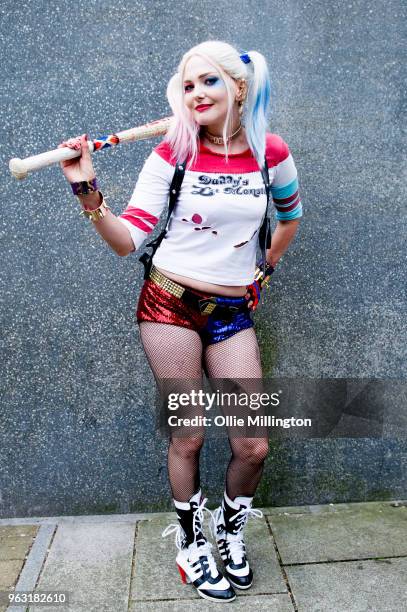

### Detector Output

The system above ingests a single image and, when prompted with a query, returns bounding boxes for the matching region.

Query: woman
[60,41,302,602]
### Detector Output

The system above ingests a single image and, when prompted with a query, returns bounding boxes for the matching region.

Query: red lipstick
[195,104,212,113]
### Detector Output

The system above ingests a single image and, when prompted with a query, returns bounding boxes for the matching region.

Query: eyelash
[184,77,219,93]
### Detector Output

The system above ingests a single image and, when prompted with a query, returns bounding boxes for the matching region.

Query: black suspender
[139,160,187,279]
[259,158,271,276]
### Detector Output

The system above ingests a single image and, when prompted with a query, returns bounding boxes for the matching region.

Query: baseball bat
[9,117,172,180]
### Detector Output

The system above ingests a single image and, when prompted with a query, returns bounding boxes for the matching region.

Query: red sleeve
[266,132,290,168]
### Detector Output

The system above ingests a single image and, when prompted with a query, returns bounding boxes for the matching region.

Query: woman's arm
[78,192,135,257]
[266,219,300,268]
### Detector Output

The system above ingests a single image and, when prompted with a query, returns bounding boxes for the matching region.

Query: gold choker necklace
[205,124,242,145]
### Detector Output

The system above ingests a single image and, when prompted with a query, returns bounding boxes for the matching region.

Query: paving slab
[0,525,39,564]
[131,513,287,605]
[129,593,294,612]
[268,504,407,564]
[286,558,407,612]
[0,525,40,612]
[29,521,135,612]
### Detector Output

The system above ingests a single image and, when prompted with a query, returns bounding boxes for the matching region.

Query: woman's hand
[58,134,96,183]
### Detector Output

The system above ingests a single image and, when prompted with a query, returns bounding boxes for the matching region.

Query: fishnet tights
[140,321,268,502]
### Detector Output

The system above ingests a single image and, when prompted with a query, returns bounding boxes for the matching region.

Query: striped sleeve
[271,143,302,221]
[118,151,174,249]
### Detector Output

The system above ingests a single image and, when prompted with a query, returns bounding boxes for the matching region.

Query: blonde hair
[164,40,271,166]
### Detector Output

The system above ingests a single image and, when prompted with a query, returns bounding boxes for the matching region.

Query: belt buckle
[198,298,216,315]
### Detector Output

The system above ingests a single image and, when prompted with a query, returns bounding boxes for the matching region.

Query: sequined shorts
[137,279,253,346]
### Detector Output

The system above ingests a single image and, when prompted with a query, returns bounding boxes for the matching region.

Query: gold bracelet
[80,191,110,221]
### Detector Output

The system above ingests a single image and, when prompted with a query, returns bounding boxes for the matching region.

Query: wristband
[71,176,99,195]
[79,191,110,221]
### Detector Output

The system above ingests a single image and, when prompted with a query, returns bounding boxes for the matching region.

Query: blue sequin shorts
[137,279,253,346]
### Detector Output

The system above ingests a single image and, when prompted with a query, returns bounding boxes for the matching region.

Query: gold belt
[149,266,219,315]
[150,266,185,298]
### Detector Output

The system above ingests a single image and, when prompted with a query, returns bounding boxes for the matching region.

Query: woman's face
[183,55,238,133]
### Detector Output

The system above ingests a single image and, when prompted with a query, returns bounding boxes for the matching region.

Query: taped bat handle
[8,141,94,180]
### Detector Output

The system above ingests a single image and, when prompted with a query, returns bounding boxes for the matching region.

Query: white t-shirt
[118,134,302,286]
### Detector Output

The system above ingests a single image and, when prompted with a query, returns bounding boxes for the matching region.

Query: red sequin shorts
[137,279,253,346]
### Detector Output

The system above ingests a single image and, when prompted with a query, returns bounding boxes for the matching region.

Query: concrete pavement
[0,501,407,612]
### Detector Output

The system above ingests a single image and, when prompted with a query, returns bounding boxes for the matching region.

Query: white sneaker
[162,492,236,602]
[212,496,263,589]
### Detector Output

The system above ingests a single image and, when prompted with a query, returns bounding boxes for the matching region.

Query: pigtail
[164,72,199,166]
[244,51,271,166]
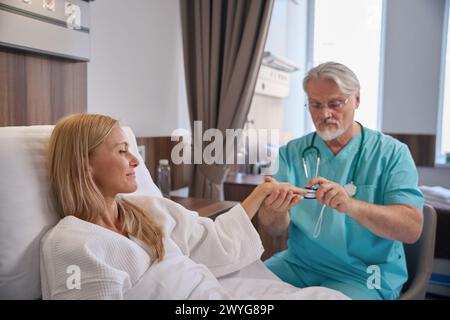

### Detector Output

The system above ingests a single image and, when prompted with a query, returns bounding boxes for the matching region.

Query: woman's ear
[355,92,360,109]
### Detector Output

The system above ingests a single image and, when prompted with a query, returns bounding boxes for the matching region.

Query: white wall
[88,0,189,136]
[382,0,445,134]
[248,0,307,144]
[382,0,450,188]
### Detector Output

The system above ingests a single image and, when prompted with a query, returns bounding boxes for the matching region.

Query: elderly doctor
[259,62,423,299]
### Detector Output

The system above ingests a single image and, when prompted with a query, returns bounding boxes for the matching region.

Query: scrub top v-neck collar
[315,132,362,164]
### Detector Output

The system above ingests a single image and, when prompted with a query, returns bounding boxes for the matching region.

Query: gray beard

········

Reproduce every line above word for word, omitting the pictures.

### Detector Output

The system above ingests a single image and, when prompted with a query, returns bounding boxes for the matching region.

Query: woman
[60,41,302,602]
### Detector Output

The system above ingests a single image and, when prompted with a query, returns bounding boxes for the matching region.

Query: red lipstick
[195,104,212,113]
### Detector Output

The system above ingests a single image and, when prompted with a query, returns bounding boxes for the matching region.

Query: eyelash
[184,77,219,93]
### Detector Output

The system above ingests a single image and, when prompted with a query, returns bounding boxes for the matching region.

Query: black suspender
[139,160,187,279]
[259,158,271,276]
### Detector Output

The system above ingests a single image and, when prompted with a query, returns bounding boxes for the matching region.

Query: baseball bat
[9,117,172,180]
### Detector Output

The system above ingests a single image and, when prompted with a query, returns bounding boxes for the matching region.

Query: red sleeve
[266,132,290,168]
### Detector Output

The system above ingests a single image and, when prompted with a query, returns bounding boxes for the matching region.

Query: woman's arm
[78,192,135,257]
[266,219,300,268]
### Detector Output

The system above ingests a single image and, when prompted with a query, returns bounding boxes for the matching region.

Query: gold choker necklace
[205,124,242,145]
### Detector Output

The system above ingests a single image and, when prompted with a query, returns bounding boxes for the matching region.

Query: paving slab
[0,525,39,564]
[131,513,287,605]
[129,593,294,612]
[268,504,407,564]
[286,558,407,612]
[0,525,40,612]
[29,521,135,612]
### Detector Output

The system above ingests a single image and, when prompted with a query, returns bounding boxes for the matching region.

Query: woman's hand
[58,134,96,183]
### Detector Output

The system above ingests a single image and, when prompted with a query, returns bounding boxes for the matching region.

Query: fishnet tights
[140,321,268,502]
### Detector Output

The system above ingests a single image and, when prompted with a query, returns bounding boxes for the matching region.

Query: striped sleeve
[271,143,302,221]
[118,151,174,249]
### Detector Output

The system above ingests a single image and, when prompted with a query, returns bounding boxes for the matching region.

Query: blonde hair
[164,40,271,166]
### Detector Output

The system above ingests a single image and, when prompted with a query, returns bounding boxes for the matching region.

Query: belt buckle
[198,298,216,315]
### Detector Output

The system above ingests a single image and, when prompted with a query, returns bounding boxes for the matching region.

Query: sequined shorts
[137,279,253,346]
### Detector Output

The system above ingests a single image and, when prompted with a query, returns bounding boxes for the matching region.

Query: gold bracelet
[80,191,110,221]
### Detector Output

The system above ingests a single image and, when prompted with a query, returns bounding boxes for the matching region.

Query: wristband
[71,176,99,195]
[79,191,110,221]
### Detector Output

The system above ingests a single image and, when prompted with a query, returns bounding boxes for the matching region.

Query: blue sequin shorts
[137,279,253,346]
### Detector Output

The system above ingests a single image and, when prompted with a query, returns bounding boxes for the matching region.

Query: gold belt
[149,266,219,315]
[150,266,185,298]
### Detector Output

The system above ingests a single image and, when prompted with a query, returns bounding boxes for the matching region.

Query: woman's face
[183,55,238,133]
### Detector Output

The system above ingests a single image and, when prompted with a query, returns bounding boxes for the matching region.

Query: taped bat handle
[8,141,94,180]
### Detector Output

The system above ingests a single image and, when prompted with a query, returns bounding boxes for the matching region.

Query: white t-shirt
[118,134,302,286]
### Detector Output

The system above ingests a single image and, when prompted with a query, returns bounding boxes for the matching region.

Query: red sequin shorts
[137,279,253,346]
### Detector Output

The system above ingests a single image and, when prompted with a query, returns bounding boxes for the matching region.

Query: concrete pavement
[0,501,407,612]
### Detector Output

The system above ingests a single image and, when prompted with a query, returns bounding boxes for the matching region.

Query: white sneaker
[162,492,236,602]
[212,496,263,589]
### Detector Output

The system above ingests a single image and, when prompted with a query, returns bounding boxes for the matching region.

Query: pigtail
[164,72,199,166]
[244,51,271,166]

### Detector Output

The system above ingests a single image and, when prompted with a query, returns bounding boxes for the matching region.

Query: woman's ear
[355,92,360,109]
### Detector Output

The system above ingests a single image and, when prompted with a query, returns bounding boxes for the matching region.

Query: white wall
[88,0,189,136]
[382,0,445,134]
[248,0,307,144]
[382,0,450,188]
### Detector Output

The system above ingests a single image and, when prompted with a query, returns bounding boxes for the matching region.

Query: elderly doctor
[259,62,423,299]
### Detector Output

The system above ingests a single image and, when prompted with a query, returns bounding boxes for the matching region.

Query: scrub top v-neck collar
[315,132,362,164]
### Detector Output

The system above ingests a single image and, when prompted with a query, returns bounding boxes for the matching region.

Query: gray beard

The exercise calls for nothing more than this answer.